Only a slice of the listing below is wanted. Retype the lines from the one containing "target: dirt trail" through the one containing "MULTIPOLYGON (((523 614, 330", exactly, both ends included.

Task material.
-.-.-

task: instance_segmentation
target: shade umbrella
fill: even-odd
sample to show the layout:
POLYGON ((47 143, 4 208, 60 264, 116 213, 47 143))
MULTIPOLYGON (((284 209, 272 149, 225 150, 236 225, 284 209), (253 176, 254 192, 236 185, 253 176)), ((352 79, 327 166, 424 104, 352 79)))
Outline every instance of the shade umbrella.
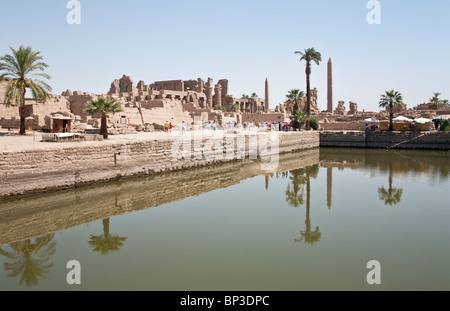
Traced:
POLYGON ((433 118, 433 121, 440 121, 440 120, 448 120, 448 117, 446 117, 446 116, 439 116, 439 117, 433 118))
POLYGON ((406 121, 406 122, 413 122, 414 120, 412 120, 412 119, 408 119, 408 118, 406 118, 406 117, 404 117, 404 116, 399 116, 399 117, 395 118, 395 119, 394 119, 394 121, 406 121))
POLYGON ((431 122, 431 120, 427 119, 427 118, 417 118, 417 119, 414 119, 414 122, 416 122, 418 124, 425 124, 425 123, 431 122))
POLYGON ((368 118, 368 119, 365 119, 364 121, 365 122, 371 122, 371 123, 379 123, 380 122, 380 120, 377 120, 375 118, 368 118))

-.-.-

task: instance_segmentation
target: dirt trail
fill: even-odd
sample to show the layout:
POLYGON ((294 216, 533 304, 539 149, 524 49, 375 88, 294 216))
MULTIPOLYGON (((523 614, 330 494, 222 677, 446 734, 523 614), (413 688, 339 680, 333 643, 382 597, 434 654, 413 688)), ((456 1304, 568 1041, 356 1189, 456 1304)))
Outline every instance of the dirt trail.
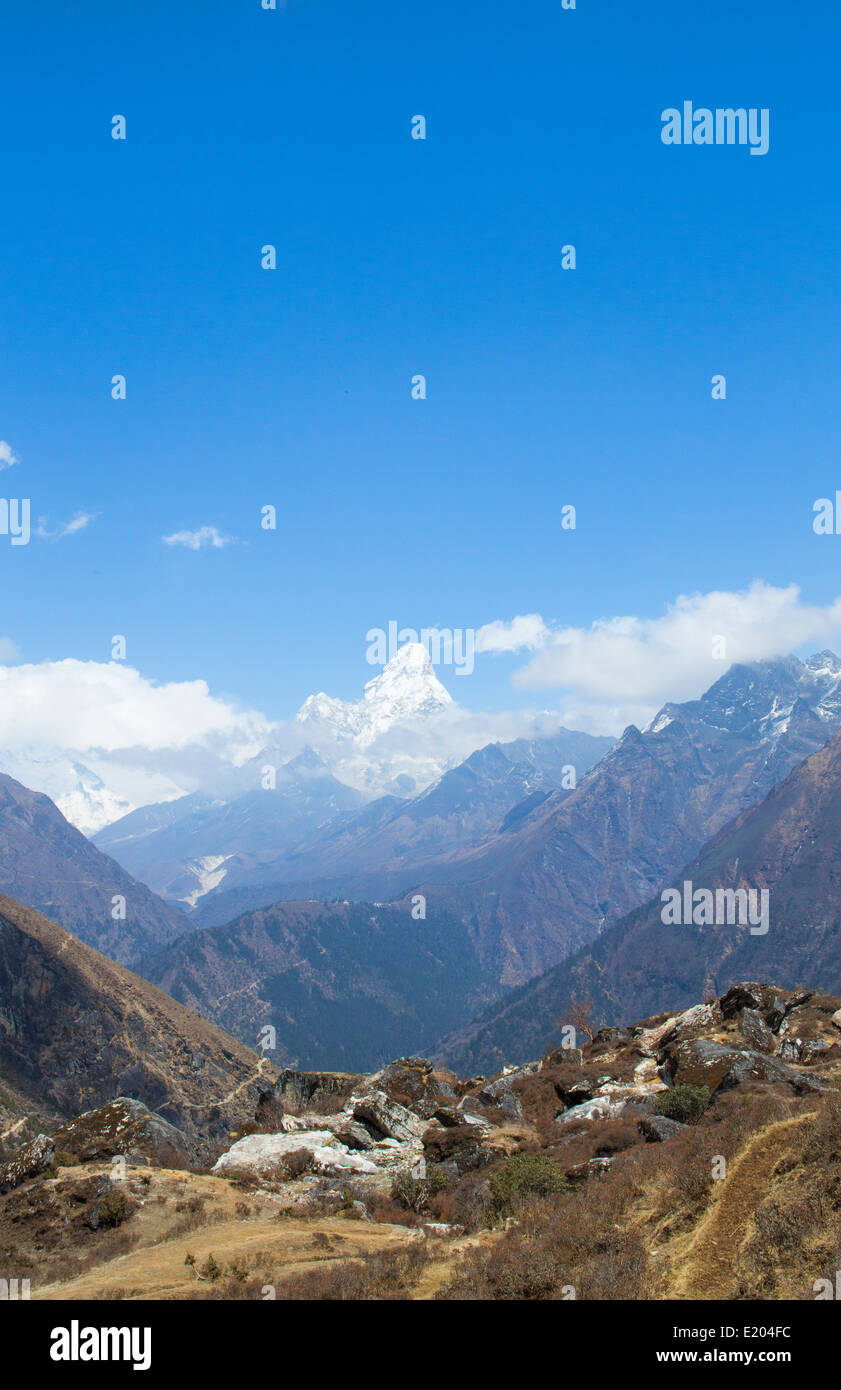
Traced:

-.-.-

Result of this task.
target: dirt trail
fill: even-odd
sample to show the layout:
POLYGON ((294 216, 533 304, 539 149, 524 49, 375 88, 294 216))
MULTIPOLYGON (((523 614, 330 494, 222 677, 446 734, 523 614), (413 688, 339 680, 333 643, 382 597, 434 654, 413 688)), ((456 1304, 568 1041, 356 1189, 456 1304)))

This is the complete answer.